Job item ▸ Copy the stretch of the notes on downloading and processing data from "wget [options flags][url]" through "be used before)" word for word.

Text excerpt ▸
### Downloading data

#### curl
- Client URL
- usd to download from http,https,ftp and sftp sites

        curl [options flags] [url]
        #example
        curl -O https://websitename.com/datafile.txt
        #save as different filename
        curl -o rennamedatafile.txt https://websitename.com/datafile.txt
        # can use wildcard (*) to upload multiple files
        #globbing parser example
        curl -O https://websitename.com/datafilename[001-100:10].txt #every 10th file between 001-100
        # -L and -C assists with timeout issues while loading
        curl -L -C -O https://websitename.com/datafile.txt
        
#### Wget

        wget [options flags][url]

- option flags
    - -b | run in background after download start
    - -q | turn off the wget output
    - -c | resume broken download
    - can link all together (-bqc)
    - if multiple url names are on a file, use | wget -i [file_name.txt] (no other option flags can be used after -i, but can be used before)
    - --limit-rate=[rate]k [url or filename] #for large files
    - --wait[seconds] [url or filename] #for small files
- run wget-log to view the download log if running in the background



### Data processing


#### csvkit for files
- install  using pip: pip install csvkit
        
        in2csv [original file] > [new file] #converts files to csv files
        in2csv --name [original excel] #provides the names of the worksheets
        in2csv [original file] --sheet ["worksheet name"] > [new file] #loads specified worksheet
        
        csvlook [csv file] #prints a readable preview of the data
        
        csvstat [csv file] #prints a readable stats preview (similar to .describe())

Source material ▸
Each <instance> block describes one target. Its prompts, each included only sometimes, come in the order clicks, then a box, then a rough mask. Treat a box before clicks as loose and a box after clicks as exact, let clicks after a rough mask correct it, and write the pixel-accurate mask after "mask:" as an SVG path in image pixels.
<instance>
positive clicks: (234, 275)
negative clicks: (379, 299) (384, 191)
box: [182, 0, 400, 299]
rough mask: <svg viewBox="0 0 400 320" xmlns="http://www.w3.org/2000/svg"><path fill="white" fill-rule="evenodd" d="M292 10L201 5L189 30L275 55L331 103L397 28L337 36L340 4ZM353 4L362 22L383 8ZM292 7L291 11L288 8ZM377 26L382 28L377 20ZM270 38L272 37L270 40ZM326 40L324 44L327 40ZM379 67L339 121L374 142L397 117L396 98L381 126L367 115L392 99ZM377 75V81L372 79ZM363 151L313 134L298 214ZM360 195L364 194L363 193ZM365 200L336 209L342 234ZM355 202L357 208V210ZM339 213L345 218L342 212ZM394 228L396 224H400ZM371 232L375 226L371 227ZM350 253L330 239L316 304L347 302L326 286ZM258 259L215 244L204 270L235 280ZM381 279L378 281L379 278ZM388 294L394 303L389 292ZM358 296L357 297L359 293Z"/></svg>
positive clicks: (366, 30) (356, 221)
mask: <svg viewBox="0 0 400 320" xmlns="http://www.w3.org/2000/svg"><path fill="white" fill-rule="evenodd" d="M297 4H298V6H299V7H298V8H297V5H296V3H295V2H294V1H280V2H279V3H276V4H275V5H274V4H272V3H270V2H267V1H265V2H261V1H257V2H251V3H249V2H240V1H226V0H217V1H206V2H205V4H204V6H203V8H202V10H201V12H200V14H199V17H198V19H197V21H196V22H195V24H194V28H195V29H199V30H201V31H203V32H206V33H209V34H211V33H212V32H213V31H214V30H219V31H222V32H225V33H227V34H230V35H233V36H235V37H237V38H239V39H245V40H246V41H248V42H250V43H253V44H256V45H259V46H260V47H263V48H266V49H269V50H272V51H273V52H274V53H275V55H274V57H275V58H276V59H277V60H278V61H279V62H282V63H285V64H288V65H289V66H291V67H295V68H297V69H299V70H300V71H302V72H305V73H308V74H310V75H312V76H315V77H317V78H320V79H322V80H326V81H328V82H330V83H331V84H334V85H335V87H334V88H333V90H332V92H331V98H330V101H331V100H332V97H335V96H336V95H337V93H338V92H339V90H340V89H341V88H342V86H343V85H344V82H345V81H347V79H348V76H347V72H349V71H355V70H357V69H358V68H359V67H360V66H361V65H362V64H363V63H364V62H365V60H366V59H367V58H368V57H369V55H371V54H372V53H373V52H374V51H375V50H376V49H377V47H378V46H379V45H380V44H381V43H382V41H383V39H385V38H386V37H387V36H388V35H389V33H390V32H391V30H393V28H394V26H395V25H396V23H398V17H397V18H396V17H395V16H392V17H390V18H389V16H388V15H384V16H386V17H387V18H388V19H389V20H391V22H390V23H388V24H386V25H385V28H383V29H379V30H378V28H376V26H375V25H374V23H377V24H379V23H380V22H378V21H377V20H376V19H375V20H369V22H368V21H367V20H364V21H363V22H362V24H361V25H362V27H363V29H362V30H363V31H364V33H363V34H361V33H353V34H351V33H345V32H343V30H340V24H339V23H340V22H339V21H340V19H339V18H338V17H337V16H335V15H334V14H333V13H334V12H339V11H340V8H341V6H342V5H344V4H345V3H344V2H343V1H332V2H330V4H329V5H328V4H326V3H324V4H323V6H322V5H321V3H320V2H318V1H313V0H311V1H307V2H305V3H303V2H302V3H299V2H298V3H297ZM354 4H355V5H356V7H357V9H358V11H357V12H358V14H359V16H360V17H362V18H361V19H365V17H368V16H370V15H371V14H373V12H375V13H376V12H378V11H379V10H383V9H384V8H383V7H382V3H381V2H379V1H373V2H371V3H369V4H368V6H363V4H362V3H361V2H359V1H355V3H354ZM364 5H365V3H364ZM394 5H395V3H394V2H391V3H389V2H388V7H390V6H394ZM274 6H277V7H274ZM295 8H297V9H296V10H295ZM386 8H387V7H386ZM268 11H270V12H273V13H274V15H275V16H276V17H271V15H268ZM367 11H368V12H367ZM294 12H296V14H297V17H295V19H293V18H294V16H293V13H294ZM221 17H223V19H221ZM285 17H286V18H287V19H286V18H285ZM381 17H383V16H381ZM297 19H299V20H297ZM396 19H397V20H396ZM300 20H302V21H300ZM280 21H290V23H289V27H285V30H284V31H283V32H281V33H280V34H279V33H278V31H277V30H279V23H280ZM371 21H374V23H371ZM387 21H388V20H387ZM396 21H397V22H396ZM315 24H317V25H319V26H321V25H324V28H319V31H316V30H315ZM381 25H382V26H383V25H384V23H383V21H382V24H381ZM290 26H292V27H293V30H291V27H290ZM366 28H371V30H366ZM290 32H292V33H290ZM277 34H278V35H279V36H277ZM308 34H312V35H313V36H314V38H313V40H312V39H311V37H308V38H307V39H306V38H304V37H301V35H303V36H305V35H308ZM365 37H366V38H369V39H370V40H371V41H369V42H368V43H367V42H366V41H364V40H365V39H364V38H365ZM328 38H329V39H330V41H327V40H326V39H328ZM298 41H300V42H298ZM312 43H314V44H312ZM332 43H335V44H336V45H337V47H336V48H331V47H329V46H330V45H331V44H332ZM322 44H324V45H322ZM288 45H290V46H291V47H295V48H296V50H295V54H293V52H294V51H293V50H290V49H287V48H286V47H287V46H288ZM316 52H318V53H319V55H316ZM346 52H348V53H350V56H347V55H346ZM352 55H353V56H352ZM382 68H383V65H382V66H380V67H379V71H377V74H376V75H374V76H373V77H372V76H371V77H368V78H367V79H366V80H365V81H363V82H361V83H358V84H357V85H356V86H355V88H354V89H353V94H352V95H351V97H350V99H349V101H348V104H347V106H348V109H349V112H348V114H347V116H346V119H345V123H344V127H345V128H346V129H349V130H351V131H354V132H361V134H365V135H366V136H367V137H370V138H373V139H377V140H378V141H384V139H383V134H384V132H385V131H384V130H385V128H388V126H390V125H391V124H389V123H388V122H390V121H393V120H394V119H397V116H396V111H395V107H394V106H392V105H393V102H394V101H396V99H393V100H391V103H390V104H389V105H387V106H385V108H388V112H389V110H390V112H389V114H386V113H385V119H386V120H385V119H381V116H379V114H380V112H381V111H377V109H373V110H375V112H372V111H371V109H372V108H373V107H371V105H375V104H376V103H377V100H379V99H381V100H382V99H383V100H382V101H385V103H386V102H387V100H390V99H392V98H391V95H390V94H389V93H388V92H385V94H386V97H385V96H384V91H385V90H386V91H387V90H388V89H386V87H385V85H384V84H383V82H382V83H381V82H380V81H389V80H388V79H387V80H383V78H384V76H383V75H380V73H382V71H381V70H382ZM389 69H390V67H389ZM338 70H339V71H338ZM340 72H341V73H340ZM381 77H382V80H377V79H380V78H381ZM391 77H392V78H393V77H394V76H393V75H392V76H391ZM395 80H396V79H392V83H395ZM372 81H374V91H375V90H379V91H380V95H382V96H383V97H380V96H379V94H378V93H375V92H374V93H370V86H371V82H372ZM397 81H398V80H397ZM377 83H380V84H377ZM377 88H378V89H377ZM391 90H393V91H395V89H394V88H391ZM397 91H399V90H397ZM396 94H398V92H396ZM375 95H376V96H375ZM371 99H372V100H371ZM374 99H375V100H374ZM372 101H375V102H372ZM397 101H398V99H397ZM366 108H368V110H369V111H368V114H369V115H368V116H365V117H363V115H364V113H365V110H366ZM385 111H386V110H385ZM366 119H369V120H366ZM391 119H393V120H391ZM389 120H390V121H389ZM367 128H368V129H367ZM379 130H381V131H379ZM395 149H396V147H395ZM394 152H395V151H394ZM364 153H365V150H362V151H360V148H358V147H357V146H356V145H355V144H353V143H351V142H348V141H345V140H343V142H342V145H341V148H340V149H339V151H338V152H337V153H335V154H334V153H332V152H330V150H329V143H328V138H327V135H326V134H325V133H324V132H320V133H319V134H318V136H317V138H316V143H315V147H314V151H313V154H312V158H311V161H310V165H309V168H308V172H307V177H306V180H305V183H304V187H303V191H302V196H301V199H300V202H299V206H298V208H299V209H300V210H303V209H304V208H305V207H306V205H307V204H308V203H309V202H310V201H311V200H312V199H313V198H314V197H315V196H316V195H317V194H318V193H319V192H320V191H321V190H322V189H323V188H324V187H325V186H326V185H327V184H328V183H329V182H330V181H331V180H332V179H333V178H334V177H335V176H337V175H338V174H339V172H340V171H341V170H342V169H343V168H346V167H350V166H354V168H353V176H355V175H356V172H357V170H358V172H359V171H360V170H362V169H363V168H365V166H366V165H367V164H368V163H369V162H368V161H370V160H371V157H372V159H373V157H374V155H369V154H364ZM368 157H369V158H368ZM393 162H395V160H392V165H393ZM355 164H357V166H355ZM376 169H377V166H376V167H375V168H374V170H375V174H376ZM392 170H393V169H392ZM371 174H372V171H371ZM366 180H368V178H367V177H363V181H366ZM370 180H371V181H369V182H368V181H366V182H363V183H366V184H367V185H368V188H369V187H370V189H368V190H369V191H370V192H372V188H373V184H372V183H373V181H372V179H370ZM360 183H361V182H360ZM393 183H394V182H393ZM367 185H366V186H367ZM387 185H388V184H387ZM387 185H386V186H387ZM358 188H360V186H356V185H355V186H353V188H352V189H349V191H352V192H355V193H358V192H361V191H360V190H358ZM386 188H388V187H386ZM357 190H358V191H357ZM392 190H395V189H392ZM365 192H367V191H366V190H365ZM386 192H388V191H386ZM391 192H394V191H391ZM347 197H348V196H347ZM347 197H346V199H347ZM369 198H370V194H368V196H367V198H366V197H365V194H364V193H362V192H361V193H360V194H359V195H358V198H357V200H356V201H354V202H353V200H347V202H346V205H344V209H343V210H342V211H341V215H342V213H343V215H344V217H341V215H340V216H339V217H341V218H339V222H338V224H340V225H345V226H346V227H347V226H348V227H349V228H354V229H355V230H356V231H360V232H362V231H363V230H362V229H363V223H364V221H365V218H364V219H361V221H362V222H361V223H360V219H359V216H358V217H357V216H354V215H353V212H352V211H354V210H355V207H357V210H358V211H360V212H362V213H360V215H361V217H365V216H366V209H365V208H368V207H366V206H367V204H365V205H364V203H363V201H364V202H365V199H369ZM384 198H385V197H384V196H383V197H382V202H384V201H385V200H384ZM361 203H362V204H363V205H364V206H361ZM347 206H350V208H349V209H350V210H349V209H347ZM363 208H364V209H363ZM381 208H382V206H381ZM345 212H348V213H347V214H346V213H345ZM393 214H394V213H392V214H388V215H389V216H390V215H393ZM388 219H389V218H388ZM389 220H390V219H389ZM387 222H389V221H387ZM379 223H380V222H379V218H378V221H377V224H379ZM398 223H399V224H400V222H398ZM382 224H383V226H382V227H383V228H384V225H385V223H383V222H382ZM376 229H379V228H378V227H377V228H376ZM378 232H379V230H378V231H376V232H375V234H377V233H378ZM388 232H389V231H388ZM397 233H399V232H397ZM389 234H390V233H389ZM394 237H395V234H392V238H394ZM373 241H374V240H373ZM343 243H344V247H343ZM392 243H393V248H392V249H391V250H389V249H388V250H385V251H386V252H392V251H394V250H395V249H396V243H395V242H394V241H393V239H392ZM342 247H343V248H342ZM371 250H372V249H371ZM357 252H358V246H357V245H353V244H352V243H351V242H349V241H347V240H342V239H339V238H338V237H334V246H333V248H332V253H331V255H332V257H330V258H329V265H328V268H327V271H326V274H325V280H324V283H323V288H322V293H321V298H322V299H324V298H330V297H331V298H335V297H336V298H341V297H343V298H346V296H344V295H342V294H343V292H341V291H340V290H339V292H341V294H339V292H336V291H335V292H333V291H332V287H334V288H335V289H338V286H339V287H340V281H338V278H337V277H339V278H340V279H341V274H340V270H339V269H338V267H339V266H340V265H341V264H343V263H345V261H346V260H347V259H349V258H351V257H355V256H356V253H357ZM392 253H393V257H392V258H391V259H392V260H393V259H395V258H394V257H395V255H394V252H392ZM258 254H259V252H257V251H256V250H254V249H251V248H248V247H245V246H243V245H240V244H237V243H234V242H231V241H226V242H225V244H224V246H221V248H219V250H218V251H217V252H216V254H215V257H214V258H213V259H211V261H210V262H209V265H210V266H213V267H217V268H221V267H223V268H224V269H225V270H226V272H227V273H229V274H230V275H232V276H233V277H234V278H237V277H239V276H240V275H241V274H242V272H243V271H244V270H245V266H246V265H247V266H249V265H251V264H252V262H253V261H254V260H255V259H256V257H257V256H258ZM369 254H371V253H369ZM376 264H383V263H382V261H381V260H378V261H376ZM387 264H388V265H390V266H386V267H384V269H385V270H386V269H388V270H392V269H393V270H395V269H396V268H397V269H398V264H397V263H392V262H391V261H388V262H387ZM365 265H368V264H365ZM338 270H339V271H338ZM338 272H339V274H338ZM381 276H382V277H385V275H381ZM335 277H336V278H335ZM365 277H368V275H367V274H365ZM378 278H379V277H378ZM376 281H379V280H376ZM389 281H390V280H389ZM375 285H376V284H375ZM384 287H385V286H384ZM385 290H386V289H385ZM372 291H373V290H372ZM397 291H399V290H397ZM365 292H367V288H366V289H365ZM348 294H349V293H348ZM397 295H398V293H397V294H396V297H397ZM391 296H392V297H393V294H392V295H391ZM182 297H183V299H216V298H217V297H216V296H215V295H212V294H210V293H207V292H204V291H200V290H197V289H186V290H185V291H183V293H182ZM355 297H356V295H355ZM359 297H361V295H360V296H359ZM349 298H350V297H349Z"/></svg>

Output for this task ▸
wget [options flags][url]

- option flags
    - -b | run in background after download start
    - -q | turn off the wget output
    - -c | resume broken download
    - can link all together (-bqc)
    - if multiple url names are on a file, use | wget -i [file_name.txt] (no other option flags can be used after -i, but can be used before)